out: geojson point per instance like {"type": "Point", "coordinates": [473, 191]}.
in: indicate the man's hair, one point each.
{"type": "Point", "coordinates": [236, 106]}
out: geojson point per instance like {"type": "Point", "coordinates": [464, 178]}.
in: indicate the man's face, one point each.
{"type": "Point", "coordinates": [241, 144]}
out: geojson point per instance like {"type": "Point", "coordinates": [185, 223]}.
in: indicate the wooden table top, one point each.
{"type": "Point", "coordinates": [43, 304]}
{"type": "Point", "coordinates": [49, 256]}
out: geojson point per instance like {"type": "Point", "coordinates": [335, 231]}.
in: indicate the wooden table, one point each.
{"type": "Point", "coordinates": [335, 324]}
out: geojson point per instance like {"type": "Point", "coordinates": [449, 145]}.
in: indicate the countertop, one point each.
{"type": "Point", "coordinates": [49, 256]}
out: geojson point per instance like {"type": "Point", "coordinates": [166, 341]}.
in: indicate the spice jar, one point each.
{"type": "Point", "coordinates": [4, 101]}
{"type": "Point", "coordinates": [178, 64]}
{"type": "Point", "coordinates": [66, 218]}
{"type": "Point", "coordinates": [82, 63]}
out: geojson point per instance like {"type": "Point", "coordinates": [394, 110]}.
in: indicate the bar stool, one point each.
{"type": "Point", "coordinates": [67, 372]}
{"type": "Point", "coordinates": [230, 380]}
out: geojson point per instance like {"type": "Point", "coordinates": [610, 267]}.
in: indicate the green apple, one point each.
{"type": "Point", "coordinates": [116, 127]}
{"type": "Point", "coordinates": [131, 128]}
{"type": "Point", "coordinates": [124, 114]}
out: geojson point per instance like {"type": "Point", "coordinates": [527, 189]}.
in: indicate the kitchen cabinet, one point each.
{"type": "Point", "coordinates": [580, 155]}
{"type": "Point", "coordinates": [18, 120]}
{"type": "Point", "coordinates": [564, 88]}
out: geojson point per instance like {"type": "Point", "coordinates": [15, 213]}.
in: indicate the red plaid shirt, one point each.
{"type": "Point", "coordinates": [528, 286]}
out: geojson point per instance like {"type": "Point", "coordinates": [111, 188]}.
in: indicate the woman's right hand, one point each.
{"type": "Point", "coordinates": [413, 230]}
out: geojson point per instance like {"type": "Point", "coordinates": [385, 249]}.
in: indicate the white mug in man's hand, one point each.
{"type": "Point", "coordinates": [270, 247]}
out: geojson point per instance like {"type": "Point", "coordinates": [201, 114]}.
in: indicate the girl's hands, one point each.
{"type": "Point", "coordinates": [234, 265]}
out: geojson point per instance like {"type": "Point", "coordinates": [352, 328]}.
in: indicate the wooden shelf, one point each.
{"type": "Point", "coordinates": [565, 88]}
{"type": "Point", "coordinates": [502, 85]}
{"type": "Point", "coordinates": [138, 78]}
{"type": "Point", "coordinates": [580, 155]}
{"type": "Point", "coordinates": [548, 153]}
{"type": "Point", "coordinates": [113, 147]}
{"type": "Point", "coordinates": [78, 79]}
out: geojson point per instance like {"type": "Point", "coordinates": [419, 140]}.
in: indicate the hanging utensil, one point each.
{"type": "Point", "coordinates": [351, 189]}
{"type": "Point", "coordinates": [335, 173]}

* Your instructions *
Write out the entries above word for word.

* Response to this task *
out: geojson point per instance like {"type": "Point", "coordinates": [473, 191]}.
in: indicate the man's hair, one point each.
{"type": "Point", "coordinates": [236, 106]}
out: geojson point per instance like {"type": "Point", "coordinates": [464, 178]}.
in: indicate the man's face, one point each.
{"type": "Point", "coordinates": [241, 144]}
out: geojson point per instance like {"type": "Point", "coordinates": [185, 223]}.
in: indicate the wooden table top, one point each.
{"type": "Point", "coordinates": [43, 304]}
{"type": "Point", "coordinates": [49, 256]}
out: geojson point per instance like {"type": "Point", "coordinates": [335, 231]}.
in: indicate the wooden table, one point each.
{"type": "Point", "coordinates": [335, 324]}
out: geojson point per instance like {"type": "Point", "coordinates": [449, 145]}.
in: indicate the countertop, one point each.
{"type": "Point", "coordinates": [49, 256]}
out: geojson point per instance like {"type": "Point", "coordinates": [166, 341]}.
in: indicate the spice jar, one point each.
{"type": "Point", "coordinates": [4, 101]}
{"type": "Point", "coordinates": [178, 64]}
{"type": "Point", "coordinates": [66, 218]}
{"type": "Point", "coordinates": [82, 63]}
out: geojson point per instance like {"type": "Point", "coordinates": [394, 110]}.
in: indicate the bar stool, one point each.
{"type": "Point", "coordinates": [67, 372]}
{"type": "Point", "coordinates": [230, 380]}
out: geojson point per instance like {"type": "Point", "coordinates": [610, 267]}.
in: indicate the green apple, one point each.
{"type": "Point", "coordinates": [116, 127]}
{"type": "Point", "coordinates": [131, 128]}
{"type": "Point", "coordinates": [124, 114]}
out: geojson point per instance like {"type": "Point", "coordinates": [527, 189]}.
in: indicate the kitchen cabinet, one point each.
{"type": "Point", "coordinates": [580, 155]}
{"type": "Point", "coordinates": [18, 120]}
{"type": "Point", "coordinates": [564, 88]}
out: geojson point per instance like {"type": "Point", "coordinates": [15, 213]}.
in: indicate the red plaid shirt, one point each.
{"type": "Point", "coordinates": [528, 286]}
out: geojson point per instance like {"type": "Point", "coordinates": [111, 188]}.
in: indicate the woman's right hand, one point each.
{"type": "Point", "coordinates": [413, 230]}
out: geojson point per instance like {"type": "Point", "coordinates": [385, 249]}.
in: indicate the white mug in man's hand, one point each.
{"type": "Point", "coordinates": [270, 247]}
out: geojson point per instance like {"type": "Point", "coordinates": [201, 114]}.
in: indicate the girl's hands, one point each.
{"type": "Point", "coordinates": [234, 265]}
out: geojson point per instance like {"type": "Point", "coordinates": [352, 328]}.
in: indicate the wooden shelf, one point each.
{"type": "Point", "coordinates": [565, 88]}
{"type": "Point", "coordinates": [502, 85]}
{"type": "Point", "coordinates": [138, 78]}
{"type": "Point", "coordinates": [580, 155]}
{"type": "Point", "coordinates": [548, 153]}
{"type": "Point", "coordinates": [113, 147]}
{"type": "Point", "coordinates": [78, 79]}
out: geojson point per instance like {"type": "Point", "coordinates": [419, 140]}.
in: indicate the hanging utensil, one point each.
{"type": "Point", "coordinates": [351, 189]}
{"type": "Point", "coordinates": [335, 173]}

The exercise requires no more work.